PROBLEM REQUIREMENTS: Put the part of the records that opens with the line containing "of the light" and closes with the line containing "383 22 L 385" into a Markdown table with the columns Row and Line. Give each line its own numbered row, and leave out blank lines.

MATERIAL SHOWN:
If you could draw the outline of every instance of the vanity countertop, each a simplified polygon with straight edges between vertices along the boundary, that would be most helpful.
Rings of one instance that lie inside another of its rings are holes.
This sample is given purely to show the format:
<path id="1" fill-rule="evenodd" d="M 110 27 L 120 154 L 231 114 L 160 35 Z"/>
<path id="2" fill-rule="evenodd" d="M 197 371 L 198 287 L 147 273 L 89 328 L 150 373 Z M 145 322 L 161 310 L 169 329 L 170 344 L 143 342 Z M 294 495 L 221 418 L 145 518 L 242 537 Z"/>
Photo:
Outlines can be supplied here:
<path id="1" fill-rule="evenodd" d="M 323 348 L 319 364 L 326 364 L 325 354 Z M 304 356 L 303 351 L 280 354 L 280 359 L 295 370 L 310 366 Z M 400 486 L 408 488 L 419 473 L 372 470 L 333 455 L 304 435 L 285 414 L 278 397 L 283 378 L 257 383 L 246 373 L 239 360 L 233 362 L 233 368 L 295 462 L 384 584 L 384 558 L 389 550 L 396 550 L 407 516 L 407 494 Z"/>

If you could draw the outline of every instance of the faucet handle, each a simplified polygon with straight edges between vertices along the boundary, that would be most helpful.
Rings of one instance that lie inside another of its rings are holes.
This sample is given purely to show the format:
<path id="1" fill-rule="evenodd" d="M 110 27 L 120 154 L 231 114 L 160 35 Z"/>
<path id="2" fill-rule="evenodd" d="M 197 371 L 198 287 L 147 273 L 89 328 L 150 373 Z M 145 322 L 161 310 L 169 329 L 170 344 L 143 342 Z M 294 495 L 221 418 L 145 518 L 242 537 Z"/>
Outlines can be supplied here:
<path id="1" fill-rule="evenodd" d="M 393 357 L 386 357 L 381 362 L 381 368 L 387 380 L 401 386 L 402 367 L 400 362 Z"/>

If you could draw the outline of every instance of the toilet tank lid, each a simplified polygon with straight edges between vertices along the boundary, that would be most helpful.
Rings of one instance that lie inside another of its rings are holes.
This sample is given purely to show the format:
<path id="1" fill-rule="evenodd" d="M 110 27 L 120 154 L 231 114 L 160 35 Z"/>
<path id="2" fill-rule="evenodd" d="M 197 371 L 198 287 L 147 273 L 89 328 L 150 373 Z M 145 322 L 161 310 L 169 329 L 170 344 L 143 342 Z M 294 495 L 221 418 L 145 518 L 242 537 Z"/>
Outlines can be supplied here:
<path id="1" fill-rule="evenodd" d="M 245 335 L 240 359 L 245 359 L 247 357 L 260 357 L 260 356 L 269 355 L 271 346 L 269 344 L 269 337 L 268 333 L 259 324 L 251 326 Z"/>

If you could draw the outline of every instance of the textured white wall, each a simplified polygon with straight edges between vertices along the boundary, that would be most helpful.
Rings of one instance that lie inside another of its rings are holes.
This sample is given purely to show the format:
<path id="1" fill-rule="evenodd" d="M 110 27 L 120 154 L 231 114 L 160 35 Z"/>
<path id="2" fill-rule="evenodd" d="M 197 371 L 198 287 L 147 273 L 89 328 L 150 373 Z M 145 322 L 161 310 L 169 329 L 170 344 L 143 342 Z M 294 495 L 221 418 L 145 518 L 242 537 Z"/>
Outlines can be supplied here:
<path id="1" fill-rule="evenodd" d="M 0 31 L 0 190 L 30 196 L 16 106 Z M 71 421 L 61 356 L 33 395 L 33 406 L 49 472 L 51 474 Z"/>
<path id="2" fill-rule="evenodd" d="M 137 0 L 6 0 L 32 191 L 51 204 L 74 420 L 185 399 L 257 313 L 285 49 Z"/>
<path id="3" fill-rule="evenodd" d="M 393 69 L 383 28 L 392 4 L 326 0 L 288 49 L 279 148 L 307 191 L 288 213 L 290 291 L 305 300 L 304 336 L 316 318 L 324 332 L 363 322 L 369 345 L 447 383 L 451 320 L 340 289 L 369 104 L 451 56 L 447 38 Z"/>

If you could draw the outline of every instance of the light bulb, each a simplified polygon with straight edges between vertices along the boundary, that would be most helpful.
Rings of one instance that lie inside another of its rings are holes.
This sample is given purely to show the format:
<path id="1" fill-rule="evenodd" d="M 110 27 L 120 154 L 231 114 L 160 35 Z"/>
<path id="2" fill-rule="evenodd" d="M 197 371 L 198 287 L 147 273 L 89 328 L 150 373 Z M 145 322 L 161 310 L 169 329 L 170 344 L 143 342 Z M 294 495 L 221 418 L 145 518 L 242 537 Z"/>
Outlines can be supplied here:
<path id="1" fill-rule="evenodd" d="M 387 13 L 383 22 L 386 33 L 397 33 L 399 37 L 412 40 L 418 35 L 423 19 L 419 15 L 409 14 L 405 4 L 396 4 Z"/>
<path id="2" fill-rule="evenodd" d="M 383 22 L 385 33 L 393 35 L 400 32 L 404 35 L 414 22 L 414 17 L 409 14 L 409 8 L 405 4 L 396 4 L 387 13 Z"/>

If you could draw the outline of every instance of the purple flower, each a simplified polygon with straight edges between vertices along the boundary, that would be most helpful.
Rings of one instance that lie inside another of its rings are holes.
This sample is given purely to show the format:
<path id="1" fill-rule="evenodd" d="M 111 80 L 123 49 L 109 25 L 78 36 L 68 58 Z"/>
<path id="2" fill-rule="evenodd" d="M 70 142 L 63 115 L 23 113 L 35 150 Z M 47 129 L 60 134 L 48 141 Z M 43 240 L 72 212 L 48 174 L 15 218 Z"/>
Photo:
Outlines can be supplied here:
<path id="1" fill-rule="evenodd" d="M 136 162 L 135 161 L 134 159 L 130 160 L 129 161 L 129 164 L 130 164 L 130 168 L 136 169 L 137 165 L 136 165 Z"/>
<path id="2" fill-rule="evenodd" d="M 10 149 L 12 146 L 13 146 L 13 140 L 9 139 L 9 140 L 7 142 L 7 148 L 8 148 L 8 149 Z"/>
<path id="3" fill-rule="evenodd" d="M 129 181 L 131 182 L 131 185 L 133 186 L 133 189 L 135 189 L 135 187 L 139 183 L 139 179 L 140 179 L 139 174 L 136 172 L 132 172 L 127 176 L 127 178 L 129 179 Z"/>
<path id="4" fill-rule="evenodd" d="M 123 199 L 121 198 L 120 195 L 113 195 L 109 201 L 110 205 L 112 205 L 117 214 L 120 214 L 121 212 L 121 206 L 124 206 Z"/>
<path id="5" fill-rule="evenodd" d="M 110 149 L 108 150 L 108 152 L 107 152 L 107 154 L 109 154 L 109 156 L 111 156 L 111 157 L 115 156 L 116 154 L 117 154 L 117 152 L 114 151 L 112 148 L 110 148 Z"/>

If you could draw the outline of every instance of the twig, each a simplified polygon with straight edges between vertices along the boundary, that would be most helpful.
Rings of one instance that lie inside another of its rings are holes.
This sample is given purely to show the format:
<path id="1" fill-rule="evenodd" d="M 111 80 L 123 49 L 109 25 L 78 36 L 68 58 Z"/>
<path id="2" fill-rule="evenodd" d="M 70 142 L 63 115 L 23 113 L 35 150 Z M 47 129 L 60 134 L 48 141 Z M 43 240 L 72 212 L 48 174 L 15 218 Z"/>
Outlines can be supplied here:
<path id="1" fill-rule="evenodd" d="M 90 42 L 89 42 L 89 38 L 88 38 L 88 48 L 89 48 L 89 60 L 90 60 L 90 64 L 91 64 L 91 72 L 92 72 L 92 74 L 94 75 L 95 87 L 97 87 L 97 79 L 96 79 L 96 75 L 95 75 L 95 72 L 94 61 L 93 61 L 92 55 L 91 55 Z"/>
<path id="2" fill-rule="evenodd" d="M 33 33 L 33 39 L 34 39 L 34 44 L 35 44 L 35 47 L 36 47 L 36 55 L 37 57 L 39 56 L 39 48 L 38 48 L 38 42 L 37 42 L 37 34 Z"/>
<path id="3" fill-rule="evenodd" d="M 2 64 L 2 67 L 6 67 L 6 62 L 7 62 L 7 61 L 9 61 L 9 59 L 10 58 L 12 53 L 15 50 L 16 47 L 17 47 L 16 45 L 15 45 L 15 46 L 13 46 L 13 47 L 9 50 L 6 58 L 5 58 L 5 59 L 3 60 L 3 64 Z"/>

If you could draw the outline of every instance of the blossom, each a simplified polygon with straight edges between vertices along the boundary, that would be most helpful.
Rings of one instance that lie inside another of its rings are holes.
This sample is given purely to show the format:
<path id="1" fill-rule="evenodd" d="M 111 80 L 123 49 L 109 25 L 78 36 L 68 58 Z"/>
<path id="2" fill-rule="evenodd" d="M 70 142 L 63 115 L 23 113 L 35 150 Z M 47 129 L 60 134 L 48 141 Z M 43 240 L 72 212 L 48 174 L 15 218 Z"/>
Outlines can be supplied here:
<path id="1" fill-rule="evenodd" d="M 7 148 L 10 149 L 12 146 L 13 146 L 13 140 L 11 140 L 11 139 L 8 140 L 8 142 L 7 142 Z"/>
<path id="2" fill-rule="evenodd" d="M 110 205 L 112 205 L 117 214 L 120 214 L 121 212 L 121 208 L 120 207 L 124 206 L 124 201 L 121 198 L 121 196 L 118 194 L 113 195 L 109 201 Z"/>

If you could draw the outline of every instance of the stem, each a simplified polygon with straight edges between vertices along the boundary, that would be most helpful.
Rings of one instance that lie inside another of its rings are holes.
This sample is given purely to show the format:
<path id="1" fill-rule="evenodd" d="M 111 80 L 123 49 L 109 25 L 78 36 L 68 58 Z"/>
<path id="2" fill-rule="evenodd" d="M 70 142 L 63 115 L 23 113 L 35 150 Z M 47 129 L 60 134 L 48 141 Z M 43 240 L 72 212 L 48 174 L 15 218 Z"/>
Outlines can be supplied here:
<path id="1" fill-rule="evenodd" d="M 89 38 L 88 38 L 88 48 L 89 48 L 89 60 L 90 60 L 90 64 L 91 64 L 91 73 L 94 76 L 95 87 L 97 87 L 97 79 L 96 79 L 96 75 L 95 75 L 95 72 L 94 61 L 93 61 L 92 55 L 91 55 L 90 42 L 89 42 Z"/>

TASK RESULT:
| Row | Line |
|---|---|
| 1 | If you could draw the outline of every instance of the light bulb, each a simplified polygon with straight edges between vertices along the boundary, that would be most helpful. |
| 2 | Rings of one instance that lie inside another of its rings are holes. |
| 3 | This sample is given purely to show the format: |
| 4 | <path id="1" fill-rule="evenodd" d="M 110 27 L 120 154 L 231 114 L 160 35 Z"/> |
| 5 | <path id="2" fill-rule="evenodd" d="M 197 371 L 198 287 L 147 273 L 89 328 L 150 373 Z M 145 322 L 161 310 L 169 329 L 170 344 L 143 342 Z M 294 495 L 221 418 L 145 518 L 242 537 Z"/> |
| 6 | Outlines can be supplied here: |
| 7 | <path id="1" fill-rule="evenodd" d="M 387 13 L 383 22 L 386 33 L 397 33 L 399 37 L 412 40 L 418 35 L 423 19 L 419 15 L 409 14 L 405 4 L 396 4 Z"/> |
| 8 | <path id="2" fill-rule="evenodd" d="M 383 22 L 385 33 L 393 35 L 400 32 L 404 35 L 414 22 L 414 17 L 409 14 L 409 8 L 405 4 L 396 4 L 387 13 Z"/> |